**Task directions**
Locate each line of the material below that contains the string "this", treating uppercase and lowercase as distinct, and copy those lines.

**Data entries**
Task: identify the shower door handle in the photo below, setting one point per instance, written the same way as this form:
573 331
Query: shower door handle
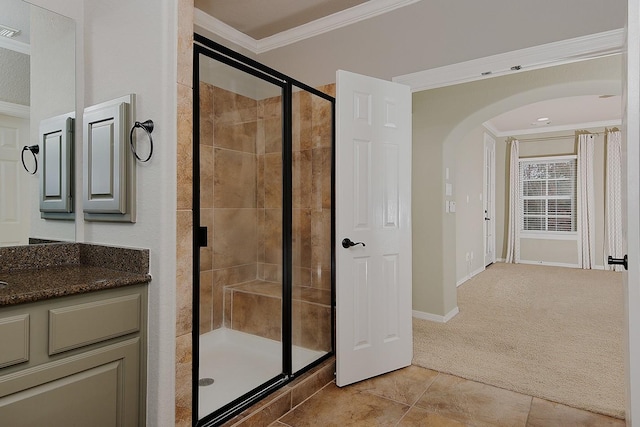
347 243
==
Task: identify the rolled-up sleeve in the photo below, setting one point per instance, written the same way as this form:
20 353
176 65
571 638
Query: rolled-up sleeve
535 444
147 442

**Written answer**
Task: identify the shower door handle in the photo below, setting one point per instance, written the same way as this form:
Task: identify the rolled-up sleeve in the photo below, setting one point per instance, written the same way as this form:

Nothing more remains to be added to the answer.